● Source document

== Segment start ==

SARASOTA -- About a million scallop larvae were released Wednesday in hopes of re-establishing a healthy colony of shellfish in Sarasota Bay's sunlit seagrasses.
A coalition of groups joined forces to provide a biological booster shot to the bay, which has not harbored scallops in significant number for decades, said Jay Leverone, Ph.D., a staff scientist for one member of the coalition, the Sarasota Bay Estuary Program.
In the next couple of months, another 20 million to 40 million more larvae are slated to be released into the bay, said Larry Stults, Ph.D., an attorney who is also president of coalition member Sarasota Bay Watch.
The portion of Sarasota Bay that adjoins Manatee County may also be seeded with scallop larvae as part of a regional effort from Tampa Bay to Charlotte Harbor, perhaps with money from fines imposed on BP as a result of the 2010 Gulf of Mexico oil spill, Leverone said.
Wednesday's effort was the second this year; earlier this month, scientists released four million young scallops; and in December last year, they released another four million, Stults said.
They hope cleaner water and more lush seagrass habitat, coupled with better policing to prevent recreational overfishing, might have created conditions in which the scallop population can rebound.
However, even if seeding proves successful, it could still take 10 years before scallops return in anything like the numbers when they were a thriving part of the bay's ecosystem, Leverone cautioned. He said it was not clear exactly why they died out.
Should scallops ever take root in such quantities that commercial harvesting might be feasible, it would be "the ultimate sign of success," said Ed Chiles, owner and chief executive officer of The Chiles Group, an Anna Maria Island business including the Sandbar, Beachhouse and The Mar Vista Dockside Restaurant & Pub.
"I speak as a restaurateur," he said, noting he is unable to consistently buy enough high-quality fresh bay scallops locally to serve his customers; he buys ocean scallops, larger than bay scallops, from firms in the northeast, he said.
Chiles was among those who raised money for the seeding effort, along with Ted LaRoche, of the LaRoche Family Foundation and Micheal Coleman, of the Pine Avenue Restoration Project.
Each contributed one-third of the $3,500 cost of larvae, provided at a discounted price by businessman Curt Hemmel, owner of Bay Shellfish Co., of Terra Ceia.
Hemmel nurtured the tiny creatures to a late stage before they were released into the wild; bay scallops grow to adulthood in a year's time.
The boats carrying them left the dock of coalition partner Mote Marine Laboratory, of Sarasota; other members include the Florida Fish and Wildlife Research Institute, of St. Petersburg; and the Sarasota Yacht Club, partnering with Sarasota Bay Watch, who raised over $34,000 in community donations for a long-term restoration effort, Stults said.
"We are pleased to have the opportunity to provide the necessary funding for such a great project," said Chiles, who is also a member of the board of Sarasota Bay Watch. "A healthy bay is important to our businesses. If you think about it, you realize a healthy bay is important to everyone's business."

== Segment end ==

● Data records
== Segment start ==

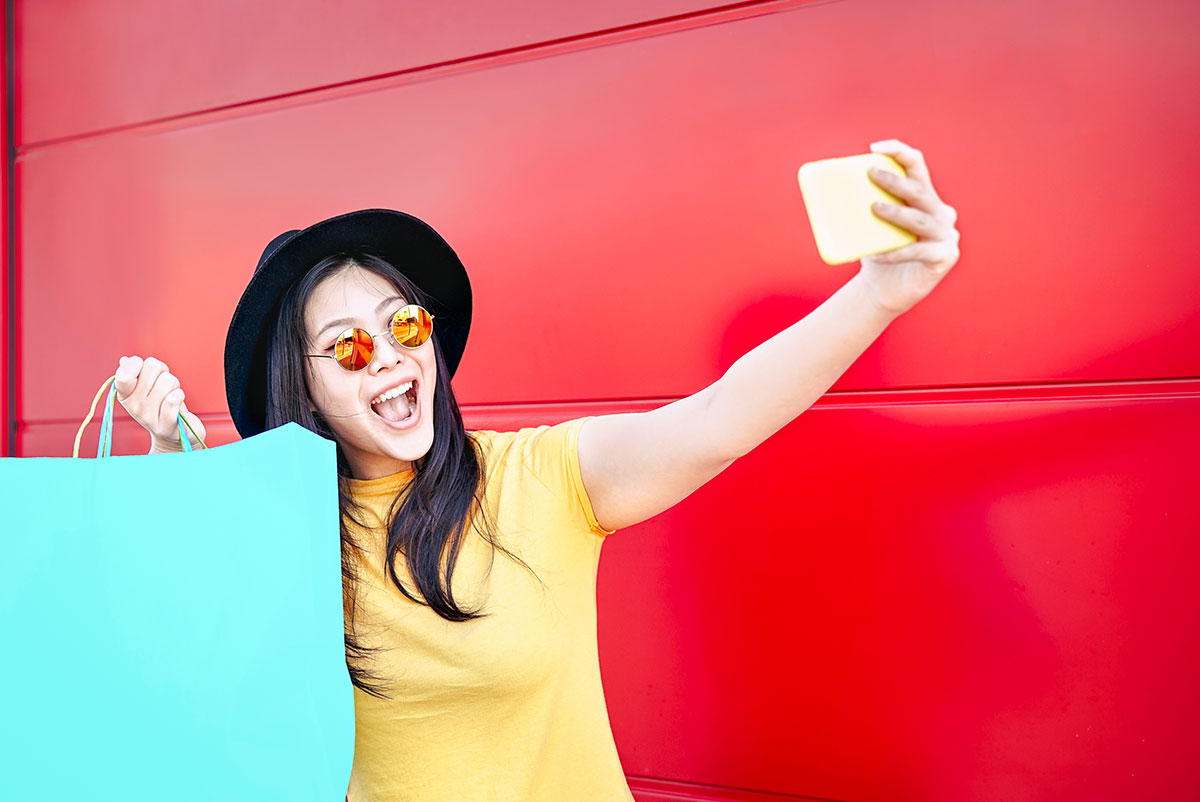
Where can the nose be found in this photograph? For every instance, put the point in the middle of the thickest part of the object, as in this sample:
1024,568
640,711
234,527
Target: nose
387,353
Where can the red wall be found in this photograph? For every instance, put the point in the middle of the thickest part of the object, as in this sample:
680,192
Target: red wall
966,574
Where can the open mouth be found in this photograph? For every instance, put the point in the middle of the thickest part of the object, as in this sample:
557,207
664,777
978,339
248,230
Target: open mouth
397,405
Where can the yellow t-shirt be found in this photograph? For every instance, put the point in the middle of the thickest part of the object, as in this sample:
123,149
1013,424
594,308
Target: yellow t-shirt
508,707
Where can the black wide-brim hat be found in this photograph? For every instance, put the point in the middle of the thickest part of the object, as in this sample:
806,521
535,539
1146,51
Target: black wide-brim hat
409,244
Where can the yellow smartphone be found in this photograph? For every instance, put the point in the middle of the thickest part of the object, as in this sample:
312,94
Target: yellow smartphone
838,195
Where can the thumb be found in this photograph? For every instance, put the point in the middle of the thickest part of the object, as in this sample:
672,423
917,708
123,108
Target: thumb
192,418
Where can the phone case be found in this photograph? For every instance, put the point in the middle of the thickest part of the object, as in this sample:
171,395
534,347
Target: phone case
838,195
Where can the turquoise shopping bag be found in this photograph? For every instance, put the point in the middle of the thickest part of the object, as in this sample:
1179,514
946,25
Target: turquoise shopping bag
172,626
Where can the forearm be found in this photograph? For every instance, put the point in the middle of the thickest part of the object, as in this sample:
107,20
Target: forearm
783,377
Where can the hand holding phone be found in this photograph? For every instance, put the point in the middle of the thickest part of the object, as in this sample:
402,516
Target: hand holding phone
838,195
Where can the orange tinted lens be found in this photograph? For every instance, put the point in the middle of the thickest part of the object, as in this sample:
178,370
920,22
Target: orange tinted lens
412,325
353,349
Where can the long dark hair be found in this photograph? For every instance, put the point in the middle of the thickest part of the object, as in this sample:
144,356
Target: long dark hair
431,514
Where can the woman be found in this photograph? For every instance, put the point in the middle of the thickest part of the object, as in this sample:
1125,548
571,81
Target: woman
475,677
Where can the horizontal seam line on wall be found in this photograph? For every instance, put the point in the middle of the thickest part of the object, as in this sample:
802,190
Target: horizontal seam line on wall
687,790
503,57
1116,390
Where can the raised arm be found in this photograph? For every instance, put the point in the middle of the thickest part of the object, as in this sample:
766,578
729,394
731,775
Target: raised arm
639,465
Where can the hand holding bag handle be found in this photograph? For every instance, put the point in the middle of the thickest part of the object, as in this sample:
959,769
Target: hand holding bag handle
105,447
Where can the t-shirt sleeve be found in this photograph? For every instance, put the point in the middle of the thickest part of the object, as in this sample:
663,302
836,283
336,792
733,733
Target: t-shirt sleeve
552,454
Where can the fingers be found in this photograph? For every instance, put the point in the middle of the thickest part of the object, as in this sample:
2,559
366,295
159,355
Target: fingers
126,376
910,190
911,159
931,252
919,222
153,396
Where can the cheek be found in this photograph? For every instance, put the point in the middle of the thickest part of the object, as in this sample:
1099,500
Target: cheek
329,395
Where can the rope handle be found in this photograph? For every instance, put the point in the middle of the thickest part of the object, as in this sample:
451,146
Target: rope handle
105,447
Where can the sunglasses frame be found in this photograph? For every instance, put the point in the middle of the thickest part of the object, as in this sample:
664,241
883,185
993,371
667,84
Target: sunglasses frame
390,330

== Segment end ==

● Exercise goal
Reproduce everything in the scallop larvae article from "In the next" down to "population can rebound.", word for word.

● Result of the task
In the next couple of months, another 20 million to 40 million more larvae are slated to be released into the bay, said Larry Stults, Ph.D., an attorney who is also president of coalition member Sarasota Bay Watch.
The portion of Sarasota Bay that adjoins Manatee County may also be seeded with scallop larvae as part of a regional effort from Tampa Bay to Charlotte Harbor, perhaps with money from fines imposed on BP as a result of the 2010 Gulf of Mexico oil spill, Leverone said.
Wednesday's effort was the second this year; earlier this month, scientists released four million young scallops; and in December last year, they released another four million, Stults said.
They hope cleaner water and more lush seagrass habitat, coupled with better policing to prevent recreational overfishing, might have created conditions in which the scallop population can rebound.